##### SOURCE

Teaching history to youngsters can be a challenging task. Not only do some find the subject boring, but also the concepts can be difficult to fully explain to a young mind. Educator, Verna Safran, hopes to ease the strain on other educators and parents through her new book, “Justin and the First Amendment.”

Safran is not new to the fields of education or writing—she taught both English and History in middle school and high school, and has also worked as a freelance journalist. Her articles on health, civil liberties and women’s issues have been published and featured in magazines nationwide.

Additionally, Safran has written children’s stories that have been published in Highlights and The Readers Digest Educational Division.

In tutoring middle-school kids, Safran has found that very few know what their civil liberties are as guaranteed in the Constitution. “Justin and the First Amendment” explores the right to freedom of speech and what the first amendment really includes.

The story begins when Justin wears a peace t-shirt to school and gets suspended. Justin’s friends rally around him, and get in trouble for signing a petition, publishing a pro-Justin article in the school paper and holding a rally. Complete with humor and heart, this book is a great tool for parents and educators to open dialogue with their children about a potentially difficult topic in an entertaining way.

##########
##### DATA LINES

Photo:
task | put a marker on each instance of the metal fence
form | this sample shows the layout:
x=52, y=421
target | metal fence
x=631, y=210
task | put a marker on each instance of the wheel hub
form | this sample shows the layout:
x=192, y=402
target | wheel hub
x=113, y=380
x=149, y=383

##########
##### DATA LINES

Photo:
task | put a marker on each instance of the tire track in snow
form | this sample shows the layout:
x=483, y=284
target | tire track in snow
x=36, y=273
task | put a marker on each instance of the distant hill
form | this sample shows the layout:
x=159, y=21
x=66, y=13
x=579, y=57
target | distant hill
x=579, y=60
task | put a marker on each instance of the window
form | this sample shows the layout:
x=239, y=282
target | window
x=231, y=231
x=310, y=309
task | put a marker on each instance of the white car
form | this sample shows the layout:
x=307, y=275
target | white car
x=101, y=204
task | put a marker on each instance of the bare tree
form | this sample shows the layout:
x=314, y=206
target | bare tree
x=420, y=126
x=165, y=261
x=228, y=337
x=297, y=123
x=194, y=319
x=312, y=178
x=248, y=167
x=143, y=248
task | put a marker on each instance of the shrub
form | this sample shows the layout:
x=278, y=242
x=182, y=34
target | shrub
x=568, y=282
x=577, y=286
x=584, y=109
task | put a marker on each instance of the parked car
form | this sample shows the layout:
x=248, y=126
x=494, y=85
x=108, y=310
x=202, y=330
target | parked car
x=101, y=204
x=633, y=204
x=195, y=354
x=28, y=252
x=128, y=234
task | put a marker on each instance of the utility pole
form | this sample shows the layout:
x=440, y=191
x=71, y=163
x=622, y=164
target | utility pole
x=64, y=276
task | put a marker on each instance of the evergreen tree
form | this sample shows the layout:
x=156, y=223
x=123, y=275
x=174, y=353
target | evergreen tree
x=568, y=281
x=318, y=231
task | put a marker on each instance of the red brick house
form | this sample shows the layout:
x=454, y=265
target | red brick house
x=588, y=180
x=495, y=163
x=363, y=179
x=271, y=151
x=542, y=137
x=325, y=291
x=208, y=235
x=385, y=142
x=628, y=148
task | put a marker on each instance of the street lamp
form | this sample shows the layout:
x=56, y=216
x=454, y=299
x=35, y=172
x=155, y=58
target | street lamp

##########

> STATED TASK: Write out the entire text about Justin and the First Amendment, word for word. Work only from the text about Justin and the First Amendment, not from the entries.

> EXERCISE SOLUTION:
Teaching history to youngsters can be a challenging task. Not only do some find the subject boring, but also the concepts can be difficult to fully explain to a young mind. Educator, Verna Safran, hopes to ease the strain on other educators and parents through her new book, “Justin and the First Amendment.”

Safran is not new to the fields of education or writing—she taught both English and History in middle school and high school, and has also worked as a freelance journalist. Her articles on health, civil liberties and women’s issues have been published and featured in magazines nationwide.

Additionally, Safran has written children’s stories that have been published in Highlights and The Readers Digest Educational Division.

In tutoring middle-school kids, Safran has found that very few know what their civil liberties are as guaranteed in the Constitution. “Justin and the First Amendment” explores the right to freedom of speech and what the first amendment really includes.

The story begins when Justin wears a peace t-shirt to school and gets suspended. Justin’s friends rally around him, and get in trouble for signing a petition, publishing a pro-Justin article in the school paper and holding a rally. Complete with humor and heart, this book is a great tool for parents and educators to open dialogue with their children about a potentially difficult topic in an entertaining way.